#### SUPPLIED MATERIAL

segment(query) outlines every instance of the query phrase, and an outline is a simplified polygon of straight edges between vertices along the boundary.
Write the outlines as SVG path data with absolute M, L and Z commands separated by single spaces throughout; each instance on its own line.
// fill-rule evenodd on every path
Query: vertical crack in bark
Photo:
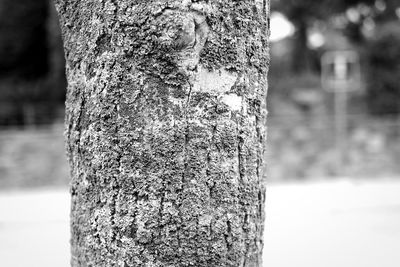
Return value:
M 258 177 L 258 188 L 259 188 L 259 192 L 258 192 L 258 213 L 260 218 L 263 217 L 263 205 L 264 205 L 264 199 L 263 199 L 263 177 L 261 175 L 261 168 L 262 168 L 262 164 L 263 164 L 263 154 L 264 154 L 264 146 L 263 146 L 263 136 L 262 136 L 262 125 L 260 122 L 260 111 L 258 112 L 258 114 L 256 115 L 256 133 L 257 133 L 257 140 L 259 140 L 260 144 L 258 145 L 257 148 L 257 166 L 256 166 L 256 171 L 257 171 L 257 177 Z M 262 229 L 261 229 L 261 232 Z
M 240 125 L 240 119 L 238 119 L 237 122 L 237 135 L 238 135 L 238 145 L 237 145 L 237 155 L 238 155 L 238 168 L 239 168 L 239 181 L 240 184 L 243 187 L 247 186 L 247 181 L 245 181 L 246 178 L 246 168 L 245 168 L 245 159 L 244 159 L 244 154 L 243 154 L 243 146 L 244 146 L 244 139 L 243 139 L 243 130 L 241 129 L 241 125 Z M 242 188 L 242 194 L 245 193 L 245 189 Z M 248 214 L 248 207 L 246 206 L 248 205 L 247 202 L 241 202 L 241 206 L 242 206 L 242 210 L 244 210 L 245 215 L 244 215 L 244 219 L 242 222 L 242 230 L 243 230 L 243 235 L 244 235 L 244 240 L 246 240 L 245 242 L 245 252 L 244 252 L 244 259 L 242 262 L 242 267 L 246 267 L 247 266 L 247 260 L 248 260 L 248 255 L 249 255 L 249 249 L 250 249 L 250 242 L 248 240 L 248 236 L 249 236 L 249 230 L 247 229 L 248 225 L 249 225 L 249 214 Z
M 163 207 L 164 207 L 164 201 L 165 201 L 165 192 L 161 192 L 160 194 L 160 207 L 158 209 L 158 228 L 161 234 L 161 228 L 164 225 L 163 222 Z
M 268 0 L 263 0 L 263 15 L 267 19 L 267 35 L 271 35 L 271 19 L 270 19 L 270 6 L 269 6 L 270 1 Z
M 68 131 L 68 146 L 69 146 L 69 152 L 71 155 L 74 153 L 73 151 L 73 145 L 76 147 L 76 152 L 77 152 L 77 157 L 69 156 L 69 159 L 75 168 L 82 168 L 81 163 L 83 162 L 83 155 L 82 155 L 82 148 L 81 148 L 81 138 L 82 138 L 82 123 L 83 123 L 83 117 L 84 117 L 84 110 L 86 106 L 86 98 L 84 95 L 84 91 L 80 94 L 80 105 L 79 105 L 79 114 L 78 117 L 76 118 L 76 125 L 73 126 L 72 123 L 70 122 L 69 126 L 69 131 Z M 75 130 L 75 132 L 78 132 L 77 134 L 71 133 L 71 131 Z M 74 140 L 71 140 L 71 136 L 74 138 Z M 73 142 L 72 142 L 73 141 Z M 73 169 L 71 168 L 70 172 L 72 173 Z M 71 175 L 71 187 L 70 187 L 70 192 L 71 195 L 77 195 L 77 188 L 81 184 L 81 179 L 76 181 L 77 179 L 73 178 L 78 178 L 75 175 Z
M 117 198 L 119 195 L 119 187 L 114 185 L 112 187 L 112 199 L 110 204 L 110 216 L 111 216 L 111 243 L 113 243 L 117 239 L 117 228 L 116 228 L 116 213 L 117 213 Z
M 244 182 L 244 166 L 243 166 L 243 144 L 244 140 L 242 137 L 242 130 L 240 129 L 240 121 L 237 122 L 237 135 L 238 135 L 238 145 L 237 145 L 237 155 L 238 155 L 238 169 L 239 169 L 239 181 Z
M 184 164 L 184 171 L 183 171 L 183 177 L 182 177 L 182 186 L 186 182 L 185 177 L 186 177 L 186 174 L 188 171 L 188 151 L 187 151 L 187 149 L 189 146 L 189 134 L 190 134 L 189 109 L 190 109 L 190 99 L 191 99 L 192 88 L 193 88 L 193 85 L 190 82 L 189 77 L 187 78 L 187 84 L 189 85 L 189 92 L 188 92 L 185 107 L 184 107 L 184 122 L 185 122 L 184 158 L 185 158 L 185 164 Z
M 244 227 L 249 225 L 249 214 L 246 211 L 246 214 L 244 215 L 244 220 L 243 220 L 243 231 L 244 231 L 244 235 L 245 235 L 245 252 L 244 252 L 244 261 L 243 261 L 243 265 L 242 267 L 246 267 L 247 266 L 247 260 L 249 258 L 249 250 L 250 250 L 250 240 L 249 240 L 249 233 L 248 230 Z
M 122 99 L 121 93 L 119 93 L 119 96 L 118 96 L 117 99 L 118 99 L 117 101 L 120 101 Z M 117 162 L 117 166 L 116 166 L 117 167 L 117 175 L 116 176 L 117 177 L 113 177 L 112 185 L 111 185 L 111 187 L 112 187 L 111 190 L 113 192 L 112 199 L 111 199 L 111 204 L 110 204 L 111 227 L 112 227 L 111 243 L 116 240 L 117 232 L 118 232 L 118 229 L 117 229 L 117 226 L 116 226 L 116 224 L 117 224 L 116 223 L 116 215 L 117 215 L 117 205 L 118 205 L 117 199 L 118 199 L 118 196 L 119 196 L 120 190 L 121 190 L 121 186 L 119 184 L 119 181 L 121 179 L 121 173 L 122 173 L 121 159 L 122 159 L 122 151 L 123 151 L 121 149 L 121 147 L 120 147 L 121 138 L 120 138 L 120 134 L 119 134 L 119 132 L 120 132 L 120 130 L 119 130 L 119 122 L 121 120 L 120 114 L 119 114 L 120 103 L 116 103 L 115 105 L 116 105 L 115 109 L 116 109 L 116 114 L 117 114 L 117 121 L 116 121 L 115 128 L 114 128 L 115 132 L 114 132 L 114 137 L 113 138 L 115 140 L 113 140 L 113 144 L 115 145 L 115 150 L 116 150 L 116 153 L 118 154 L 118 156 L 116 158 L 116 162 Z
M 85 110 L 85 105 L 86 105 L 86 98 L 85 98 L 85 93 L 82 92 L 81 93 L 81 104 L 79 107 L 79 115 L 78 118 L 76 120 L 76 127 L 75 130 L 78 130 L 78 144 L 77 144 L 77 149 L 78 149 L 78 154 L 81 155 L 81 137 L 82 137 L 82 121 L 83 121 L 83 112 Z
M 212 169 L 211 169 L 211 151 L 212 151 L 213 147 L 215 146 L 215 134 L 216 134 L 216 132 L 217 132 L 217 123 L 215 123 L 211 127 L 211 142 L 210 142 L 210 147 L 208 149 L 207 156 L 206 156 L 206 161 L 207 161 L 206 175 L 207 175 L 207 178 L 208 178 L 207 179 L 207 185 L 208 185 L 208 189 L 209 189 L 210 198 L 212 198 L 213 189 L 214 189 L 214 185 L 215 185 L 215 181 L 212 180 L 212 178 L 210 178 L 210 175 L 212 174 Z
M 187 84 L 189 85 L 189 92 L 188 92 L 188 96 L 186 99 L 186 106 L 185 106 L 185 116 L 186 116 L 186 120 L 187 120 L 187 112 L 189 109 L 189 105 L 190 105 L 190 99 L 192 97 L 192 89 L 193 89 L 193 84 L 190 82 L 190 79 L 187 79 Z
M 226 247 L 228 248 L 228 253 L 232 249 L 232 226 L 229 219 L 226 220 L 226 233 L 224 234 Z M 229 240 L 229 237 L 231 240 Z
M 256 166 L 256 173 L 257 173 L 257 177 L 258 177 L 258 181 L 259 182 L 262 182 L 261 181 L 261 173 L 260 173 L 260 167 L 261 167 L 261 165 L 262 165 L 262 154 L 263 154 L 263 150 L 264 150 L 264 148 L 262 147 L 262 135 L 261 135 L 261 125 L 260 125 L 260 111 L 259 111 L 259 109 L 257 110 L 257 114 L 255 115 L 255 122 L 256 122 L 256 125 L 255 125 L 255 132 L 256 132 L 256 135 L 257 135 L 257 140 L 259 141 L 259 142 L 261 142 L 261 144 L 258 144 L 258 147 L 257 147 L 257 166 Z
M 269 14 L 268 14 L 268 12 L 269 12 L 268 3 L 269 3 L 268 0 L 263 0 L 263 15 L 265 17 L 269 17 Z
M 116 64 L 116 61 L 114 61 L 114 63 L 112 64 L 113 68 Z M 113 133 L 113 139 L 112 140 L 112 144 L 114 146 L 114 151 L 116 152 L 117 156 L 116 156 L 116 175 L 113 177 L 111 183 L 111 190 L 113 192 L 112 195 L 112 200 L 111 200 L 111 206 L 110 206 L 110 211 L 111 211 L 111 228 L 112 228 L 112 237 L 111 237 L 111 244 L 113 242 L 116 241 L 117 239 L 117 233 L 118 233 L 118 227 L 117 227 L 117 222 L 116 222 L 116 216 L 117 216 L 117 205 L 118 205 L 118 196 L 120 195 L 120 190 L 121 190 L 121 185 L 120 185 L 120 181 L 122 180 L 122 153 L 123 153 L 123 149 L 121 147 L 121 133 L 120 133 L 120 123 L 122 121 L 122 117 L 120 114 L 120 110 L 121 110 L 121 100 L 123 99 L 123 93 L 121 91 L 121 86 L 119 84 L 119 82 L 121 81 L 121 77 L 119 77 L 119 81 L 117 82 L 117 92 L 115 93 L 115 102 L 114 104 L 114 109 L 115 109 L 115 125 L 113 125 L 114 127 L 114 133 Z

########

# TASK TO COMPLETE
Wherever "path" turns up in the records, copy the whole line.

# EXERCISE ANSWER
Write the outlines as SVG path data with absolute M, L and Z commands separated by single spaces throughout; each instance on its own line.
// fill-rule evenodd on every path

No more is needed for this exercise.